Brief: Rewrite all of the records below, replacing "sample" with "pattern" and leaving everything else unchanged.

Given data:

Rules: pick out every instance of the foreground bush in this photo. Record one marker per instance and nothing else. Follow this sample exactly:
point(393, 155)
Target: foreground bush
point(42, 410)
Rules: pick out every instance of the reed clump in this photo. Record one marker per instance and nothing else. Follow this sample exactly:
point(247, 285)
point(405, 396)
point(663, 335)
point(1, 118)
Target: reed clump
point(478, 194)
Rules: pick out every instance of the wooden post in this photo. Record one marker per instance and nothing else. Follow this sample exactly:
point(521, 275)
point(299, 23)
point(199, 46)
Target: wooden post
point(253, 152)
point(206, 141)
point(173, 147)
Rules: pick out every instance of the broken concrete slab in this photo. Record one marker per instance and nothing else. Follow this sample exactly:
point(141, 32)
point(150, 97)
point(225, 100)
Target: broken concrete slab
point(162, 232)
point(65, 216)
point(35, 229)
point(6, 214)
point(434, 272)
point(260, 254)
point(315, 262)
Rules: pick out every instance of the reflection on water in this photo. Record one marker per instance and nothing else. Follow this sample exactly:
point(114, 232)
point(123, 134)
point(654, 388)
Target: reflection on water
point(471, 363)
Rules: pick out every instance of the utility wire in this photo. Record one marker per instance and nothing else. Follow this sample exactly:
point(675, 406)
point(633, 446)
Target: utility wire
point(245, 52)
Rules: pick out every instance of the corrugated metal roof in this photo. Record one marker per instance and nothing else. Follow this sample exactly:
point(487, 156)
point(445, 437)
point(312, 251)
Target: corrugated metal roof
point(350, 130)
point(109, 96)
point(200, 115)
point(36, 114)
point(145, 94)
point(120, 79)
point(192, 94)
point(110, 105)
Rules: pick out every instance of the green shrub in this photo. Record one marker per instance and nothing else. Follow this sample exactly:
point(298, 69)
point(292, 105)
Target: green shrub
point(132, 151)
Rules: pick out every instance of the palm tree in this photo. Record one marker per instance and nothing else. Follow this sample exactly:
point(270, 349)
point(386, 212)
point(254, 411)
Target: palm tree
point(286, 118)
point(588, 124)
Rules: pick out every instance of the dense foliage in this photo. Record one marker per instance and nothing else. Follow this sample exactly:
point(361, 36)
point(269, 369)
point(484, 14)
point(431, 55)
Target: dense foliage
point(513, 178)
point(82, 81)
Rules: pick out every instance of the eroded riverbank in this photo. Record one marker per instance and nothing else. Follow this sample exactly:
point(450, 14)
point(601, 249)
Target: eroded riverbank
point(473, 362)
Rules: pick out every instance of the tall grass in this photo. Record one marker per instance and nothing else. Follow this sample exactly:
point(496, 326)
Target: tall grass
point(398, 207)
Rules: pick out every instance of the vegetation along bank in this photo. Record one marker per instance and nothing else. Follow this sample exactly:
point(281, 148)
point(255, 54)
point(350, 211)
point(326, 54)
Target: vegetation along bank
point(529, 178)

Correct answer:
Rules: pick out every instance of the foreground bush in this photo. Record one marker per instance and nothing else. Follow this pattern exactly:
point(393, 155)
Target: foreground bush
point(42, 410)
Rules: pick out every instance of the reed clump in this photo. Record one marker per instance and nothing else. Follow this pattern exactly:
point(247, 285)
point(405, 396)
point(663, 335)
point(1, 118)
Target: reed clump
point(478, 194)
Rules: pick out every instance of the wooden post in this photo. Record one marker per instance and nothing else. Follow this pattern exactly:
point(521, 275)
point(299, 23)
point(199, 46)
Target: wooden post
point(253, 152)
point(206, 141)
point(173, 147)
Rules: pick out every instance of the broken concrete slab in this photo. Record one marker per instance and nothing else. Follow this pattern exactly:
point(141, 32)
point(150, 97)
point(225, 100)
Target: broken concrete slab
point(162, 232)
point(65, 216)
point(35, 229)
point(6, 214)
point(434, 272)
point(260, 254)
point(315, 262)
Rules: pick out every instance of the reflection on water in this photo. Record one marker per instance and nothing else. Follow this pattern exactly:
point(114, 232)
point(123, 134)
point(654, 388)
Target: reflection on water
point(471, 363)
Rules: pick out every instance of the utility wire in this photo. Record one marker per instance and nothing else. Follow this pattern exactly:
point(675, 406)
point(633, 446)
Target: utility wire
point(245, 52)
Rules: pick out every instance of the corrugated metal roof in this photo. Record one marker per instance and nothing else. Follow this pattern exactly:
point(487, 156)
point(445, 437)
point(312, 251)
Target: corrugated metal roof
point(350, 130)
point(109, 96)
point(200, 115)
point(36, 114)
point(145, 94)
point(120, 79)
point(192, 94)
point(110, 105)
Rules: pick out every instance of the green shrub in this photo. Record one marker per instance and nothing else. Follow this pattern exactly:
point(298, 69)
point(292, 105)
Target: green shrub
point(132, 151)
Rules: pick out every instance of the palm tree in this photo. Record one marker per instance and nothing else. Follow this pattern exactly:
point(270, 349)
point(386, 212)
point(254, 411)
Target: palm tree
point(286, 118)
point(588, 124)
Rules: pick out every instance of the dense foliage in this photo. Record one marker per instance and nothing else. Follow this pattern exactly:
point(361, 36)
point(269, 369)
point(484, 14)
point(431, 55)
Target: dense foliage
point(513, 178)
point(82, 81)
Rules: pick out every instance of the eroded riverbank in this photo. Record one marker per instance and nothing else. Follow this pattern exactly:
point(450, 14)
point(601, 249)
Target: eroded riverbank
point(473, 362)
Rules: pick out every instance of the tall grass in this photo. Record one marker per instance and nothing else. Follow this pattern exactly:
point(496, 326)
Target: tall grass
point(398, 207)
Rules: pick out every instance of the vegetation along bank in this photo. Record one marker per instance and nothing else. Follow this pattern exactly:
point(281, 148)
point(255, 54)
point(350, 211)
point(326, 54)
Target: vegetation along bank
point(529, 178)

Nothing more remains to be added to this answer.